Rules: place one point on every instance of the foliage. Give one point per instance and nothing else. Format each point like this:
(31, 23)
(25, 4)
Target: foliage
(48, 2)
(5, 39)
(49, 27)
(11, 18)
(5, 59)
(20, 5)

## Goal
Rewrite the data above, swapping every "foliage" for "greenery" and leaving everything else as it is.

## The result
Rules: place one point on every instance of the greenery. Give one point per instance and nothing else. Format each point like this:
(31, 23)
(25, 4)
Target: greenery
(48, 2)
(5, 39)
(49, 27)
(11, 18)
(5, 59)
(20, 5)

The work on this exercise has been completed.